### SHORT PROBLEM
Could you rewrite the listing below with every "Reviewer note" changed to "Annotator note" and nothing else altered? Leave the pictures out of your version.

### RECORDS FOR THIS TASK
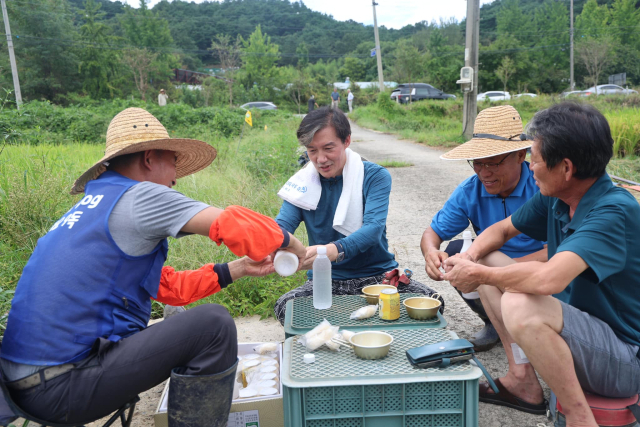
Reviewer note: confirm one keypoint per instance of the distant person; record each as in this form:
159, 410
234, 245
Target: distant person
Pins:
312, 103
343, 201
162, 98
335, 98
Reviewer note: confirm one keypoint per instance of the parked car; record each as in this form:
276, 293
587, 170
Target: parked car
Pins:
496, 95
417, 92
572, 93
259, 105
608, 90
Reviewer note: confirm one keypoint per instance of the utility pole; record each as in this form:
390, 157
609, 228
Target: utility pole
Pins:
378, 53
12, 58
572, 84
470, 109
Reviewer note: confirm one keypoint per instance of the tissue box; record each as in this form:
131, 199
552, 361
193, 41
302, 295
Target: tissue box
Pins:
252, 412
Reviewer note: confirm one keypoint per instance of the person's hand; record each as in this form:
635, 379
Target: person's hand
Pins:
312, 252
434, 260
462, 273
257, 268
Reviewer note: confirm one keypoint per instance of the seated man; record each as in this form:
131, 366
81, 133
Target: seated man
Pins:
501, 185
348, 215
587, 337
77, 346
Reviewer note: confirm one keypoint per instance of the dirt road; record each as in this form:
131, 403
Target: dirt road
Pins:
418, 193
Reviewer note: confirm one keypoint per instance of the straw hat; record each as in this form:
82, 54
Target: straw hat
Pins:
498, 130
134, 130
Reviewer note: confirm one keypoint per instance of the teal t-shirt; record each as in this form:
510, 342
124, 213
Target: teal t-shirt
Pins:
605, 233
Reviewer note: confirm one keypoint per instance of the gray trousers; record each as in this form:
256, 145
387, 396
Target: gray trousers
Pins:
348, 287
201, 341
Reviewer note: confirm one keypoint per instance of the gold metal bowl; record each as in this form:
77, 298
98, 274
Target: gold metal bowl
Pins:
371, 344
371, 293
422, 308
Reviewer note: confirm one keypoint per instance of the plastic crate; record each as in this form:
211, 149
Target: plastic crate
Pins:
301, 317
340, 390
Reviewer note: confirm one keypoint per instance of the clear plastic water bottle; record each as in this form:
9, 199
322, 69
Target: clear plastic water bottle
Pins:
322, 280
466, 236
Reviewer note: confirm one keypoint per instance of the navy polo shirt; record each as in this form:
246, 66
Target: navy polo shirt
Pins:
470, 201
605, 233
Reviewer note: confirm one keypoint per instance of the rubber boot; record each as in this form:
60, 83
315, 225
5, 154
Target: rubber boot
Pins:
487, 337
201, 400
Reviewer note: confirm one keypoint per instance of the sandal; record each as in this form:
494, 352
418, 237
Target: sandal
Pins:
506, 398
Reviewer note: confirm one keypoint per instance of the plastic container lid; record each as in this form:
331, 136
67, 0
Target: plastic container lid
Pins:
285, 263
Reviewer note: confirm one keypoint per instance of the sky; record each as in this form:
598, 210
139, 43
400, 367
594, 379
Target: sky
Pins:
390, 13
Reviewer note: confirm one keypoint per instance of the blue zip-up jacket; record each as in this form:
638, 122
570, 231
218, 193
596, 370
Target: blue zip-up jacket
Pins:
366, 252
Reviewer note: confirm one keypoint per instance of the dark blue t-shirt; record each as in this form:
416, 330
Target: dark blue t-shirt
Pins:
470, 201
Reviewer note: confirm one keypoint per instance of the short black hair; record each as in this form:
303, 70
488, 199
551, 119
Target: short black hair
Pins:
574, 131
320, 119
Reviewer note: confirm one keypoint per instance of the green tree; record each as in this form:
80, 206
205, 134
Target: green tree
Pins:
408, 63
98, 66
228, 52
259, 58
353, 68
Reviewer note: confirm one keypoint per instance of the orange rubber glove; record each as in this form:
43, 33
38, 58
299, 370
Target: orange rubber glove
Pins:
246, 232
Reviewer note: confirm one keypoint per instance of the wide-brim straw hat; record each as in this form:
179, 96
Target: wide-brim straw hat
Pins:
497, 130
134, 130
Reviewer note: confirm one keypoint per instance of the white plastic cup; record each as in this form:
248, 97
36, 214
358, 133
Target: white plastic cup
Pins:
286, 263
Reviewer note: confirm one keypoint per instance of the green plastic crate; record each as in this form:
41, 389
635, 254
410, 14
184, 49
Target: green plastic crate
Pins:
301, 317
340, 390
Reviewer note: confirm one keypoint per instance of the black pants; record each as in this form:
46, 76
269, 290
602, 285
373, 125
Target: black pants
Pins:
200, 341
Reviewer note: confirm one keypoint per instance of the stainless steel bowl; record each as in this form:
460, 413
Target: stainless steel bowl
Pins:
371, 293
422, 308
371, 344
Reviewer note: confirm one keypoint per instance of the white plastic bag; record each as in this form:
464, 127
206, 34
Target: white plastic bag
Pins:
364, 312
319, 335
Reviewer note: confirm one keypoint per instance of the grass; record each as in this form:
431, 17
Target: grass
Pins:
35, 180
394, 164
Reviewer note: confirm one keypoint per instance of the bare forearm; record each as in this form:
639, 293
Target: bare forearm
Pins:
541, 256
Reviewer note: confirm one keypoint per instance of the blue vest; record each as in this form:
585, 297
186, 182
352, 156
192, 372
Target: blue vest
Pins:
79, 286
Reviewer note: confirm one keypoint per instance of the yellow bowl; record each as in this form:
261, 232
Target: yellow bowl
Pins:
421, 308
371, 293
371, 344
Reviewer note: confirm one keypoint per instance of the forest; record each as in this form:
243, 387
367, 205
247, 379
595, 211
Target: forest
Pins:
282, 51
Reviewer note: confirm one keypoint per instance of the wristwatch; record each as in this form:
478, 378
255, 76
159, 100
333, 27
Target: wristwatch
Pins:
340, 257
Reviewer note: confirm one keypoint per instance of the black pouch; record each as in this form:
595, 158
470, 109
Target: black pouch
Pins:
442, 354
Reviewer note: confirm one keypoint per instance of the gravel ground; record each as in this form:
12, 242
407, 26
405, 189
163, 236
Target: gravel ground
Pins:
418, 193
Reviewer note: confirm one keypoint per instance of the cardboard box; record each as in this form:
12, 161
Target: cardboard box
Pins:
251, 412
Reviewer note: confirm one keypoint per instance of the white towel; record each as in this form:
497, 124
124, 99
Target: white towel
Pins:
304, 190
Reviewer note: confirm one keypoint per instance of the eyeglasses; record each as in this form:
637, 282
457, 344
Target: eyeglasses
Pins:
491, 167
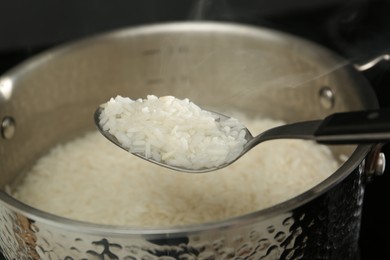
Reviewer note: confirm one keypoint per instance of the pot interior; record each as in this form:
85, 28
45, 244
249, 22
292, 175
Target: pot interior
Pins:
222, 67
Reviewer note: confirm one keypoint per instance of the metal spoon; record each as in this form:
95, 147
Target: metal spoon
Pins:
358, 127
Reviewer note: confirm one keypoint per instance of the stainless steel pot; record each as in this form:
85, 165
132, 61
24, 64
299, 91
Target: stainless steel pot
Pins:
51, 98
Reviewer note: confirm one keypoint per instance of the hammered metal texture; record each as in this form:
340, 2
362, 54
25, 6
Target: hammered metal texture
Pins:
325, 228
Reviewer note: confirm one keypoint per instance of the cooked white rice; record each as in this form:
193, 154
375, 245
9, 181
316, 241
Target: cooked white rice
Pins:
92, 180
174, 131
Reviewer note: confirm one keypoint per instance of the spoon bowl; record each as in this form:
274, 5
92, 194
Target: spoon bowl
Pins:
357, 127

### EXERCISE RESULT
Annotator note: confirm one keypoint per instance of the distant person; record each as in this form:
159, 410
234, 245
Target: distant person
Pins:
312, 103
343, 201
162, 98
335, 98
Annotator note: confirm one keypoint per instance of the parked car; record each as in this form:
276, 293
587, 170
Target: parked car
Pins:
496, 95
417, 92
572, 93
259, 105
608, 90
Annotator note: confirm one keypoint per instance of the utility pole; record each as in this form:
390, 157
609, 228
Target: utility pole
Pins:
378, 53
12, 58
572, 84
470, 109
Annotator note: confirm one keypoint per instance of the tissue box; record each as in this form:
131, 199
552, 361
193, 41
302, 295
Target: tissue box
Pins:
252, 412
Annotator note: confirm one keypoint per instance of the person's hand; record each as in this form:
635, 379
Target: person's hand
Pins:
312, 252
434, 260
462, 273
257, 268
Annotator note: confirm one keypoint per instance of the seated man; record each as in this form:
131, 366
81, 133
Target: seated man
Pins:
501, 185
348, 215
587, 337
77, 346
Annotator note: confirm one keypoint per instance of the dirt road; record each as in this form:
131, 403
Target: dirt road
Pins:
418, 193
Annotator note: confirm one keypoint per instance of the straw hat; record each as in this form:
82, 54
Target: straw hat
Pins:
498, 130
134, 130
Annotator note: confirm one keypoint per instance of the teal t-shirt; record each as in this form:
510, 342
124, 213
Target: teal t-shirt
Pins:
605, 233
Annotator note: confirm one keypoint per instance of the gray trousers; record each as in this form:
256, 145
387, 396
Target: gray trousers
Pins:
348, 287
201, 341
Annotator note: confirm one keypoint per instance of the gold metal bowl; record each as in this form:
77, 298
98, 274
Target: gold metal bowl
Pins:
371, 344
371, 293
422, 308
Annotator note: confirm one keypoint per instance of the plastic crate; record each as in this form:
211, 149
Target: plastic crate
Pins:
301, 317
340, 390
Annotator note: confirm one keypoint per instance of the clear plastic water bottle; record each as in this form:
9, 199
322, 69
Target: clear plastic water bottle
Pins:
322, 280
466, 236
Annotator note: confirm one keypoint per instance of the navy polo shirt; record each as in this form:
246, 66
Target: navy polo shirt
Pins:
470, 201
605, 233
Annotator note: confirm one keypoint per instance of the rubber boot; record each as in this form:
60, 83
315, 225
5, 154
Target: rubber boot
Pins:
487, 337
201, 400
Annotator note: confirm one keypoint per instance of the sandal; record each as in this form:
494, 352
418, 237
Target: sandal
Pins:
506, 398
Annotator note: confirm one keypoint per instance of the plastic container lid; record each as in this form:
331, 136
67, 0
Target: plastic container lid
Pins:
285, 263
Annotator note: confirm one keypoint per instance of the sky; record each as in this form:
598, 210
139, 43
400, 367
594, 379
Target: sky
Pins:
390, 13
Annotator note: confirm one keypoint per instance of the blue zip-up jacket; record each as in this form:
638, 122
570, 231
218, 193
596, 370
Target: blue zip-up jacket
Pins:
366, 252
Annotator note: confirm one keypoint per instance of the dark blue t-shirt; record each as in this form:
416, 330
Target: dark blue t-shirt
Pins:
470, 201
Annotator note: confirm one keypoint per instance of the short black hair; record each as in this form:
303, 70
488, 199
551, 119
Target: short black hair
Pins:
574, 131
320, 119
Annotator note: confirm one keypoint per instance of the green tree; record each as in this form:
80, 206
205, 134
Target: green tree
Pins:
408, 63
98, 66
228, 52
259, 58
353, 68
Annotator note: confirm one keypoint per instance of the orange rubber glove; record each as in this form:
43, 33
38, 58
299, 370
Target: orange rubber glove
Pins:
246, 232
Annotator note: confirm one keypoint per instance of the wide-brim straw hat; record each as in this form:
179, 96
Target: wide-brim straw hat
Pins:
497, 130
134, 130
Annotator note: confirm one keypoint per instance of the white plastic cup; record each as in this form:
248, 97
36, 214
358, 133
Target: white plastic cup
Pins:
286, 263
Annotator note: confirm one keypoint per instance of the green plastic crate; record each as in this form:
41, 389
635, 254
410, 14
184, 49
Target: green plastic crate
Pins:
301, 317
340, 390
Annotator note: confirm one keypoint per instance of the black pants; record each as in this form:
46, 76
269, 290
602, 285
373, 125
Target: black pants
Pins:
200, 341
Annotator note: confirm one keypoint per instance of the stainless steel bowl; record each as in this form:
460, 413
Target: stainless steel bowl
Pins:
371, 293
422, 308
371, 344
Annotator note: confirm one keypoint per instance of the white plastic bag; record each as in this form:
464, 127
206, 34
Target: white plastic bag
Pins:
364, 312
319, 335
Annotator note: confirm one keypoint per instance of the grass; record each as in this form:
431, 17
Target: grass
Pins:
35, 180
394, 164
Annotator note: confirm one keypoint per instance of the bare forearm; record each as in this form:
639, 293
Target: bare forearm
Pins:
541, 256
Annotator note: confirm one keypoint per instance of the blue vest; record each as in this form:
585, 297
186, 182
352, 156
192, 372
Target: blue vest
Pins:
79, 286
Annotator note: confirm one keypoint per instance of the yellow bowl; record each as in this form:
261, 232
Target: yellow bowl
Pins:
421, 308
371, 293
371, 344
Annotator note: confirm one keypoint per instance of the forest; record each as in this form:
243, 387
367, 205
247, 379
595, 211
Target: forest
Pins:
282, 51
Annotator note: confirm one keypoint per instance of the wristwatch; record each as in this form:
478, 378
255, 76
159, 100
333, 27
Target: wristwatch
Pins:
340, 257
Annotator note: confirm one keypoint per instance of the black pouch; record each as in this form:
595, 158
470, 109
Target: black pouch
Pins:
442, 354
Annotator note: confirm one keypoint per instance of the gravel ground; record each as in this form:
12, 242
407, 26
405, 189
163, 236
Target: gravel ground
Pins:
418, 193
Annotator note: confirm one keypoint per instance of the cardboard box; record each as in this form:
12, 161
Target: cardboard box
Pins:
251, 412
Annotator note: confirm one keypoint per instance of the white towel; record each as in this form:
497, 124
124, 99
Target: white towel
Pins:
304, 190
Annotator note: confirm one keypoint per instance of the eyeglasses; record each as in this form:
637, 282
457, 344
Target: eyeglasses
Pins:
491, 167
Annotator note: confirm one keypoint per instance of the pot interior; record each as in this form:
85, 28
45, 244
249, 22
292, 175
Target: pot interior
Pins:
222, 67
Annotator note: confirm one keypoint per instance of the metal spoon; record each as in this form:
95, 147
Target: metal spoon
Pins:
358, 127
Annotator note: confirm one keypoint per instance of the stainless steel pot; record each as in this form:
85, 165
132, 61
24, 64
299, 91
Target: stainless steel pot
Pins:
51, 98
Annotator note: confirm one keypoint per instance of the hammered metal texture; record each as in this form:
340, 2
362, 54
25, 6
Target: hammered metal texture
Pins:
325, 228
Annotator note: confirm one keypoint per instance of the cooked white rice; record each as in this form:
193, 154
375, 245
9, 181
316, 241
Target: cooked white rice
Pins:
92, 180
174, 131
Annotator note: confirm one keypoint per instance of the spoon bowl; record each as in this form:
274, 5
92, 194
Target: spoon bowl
Pins:
357, 127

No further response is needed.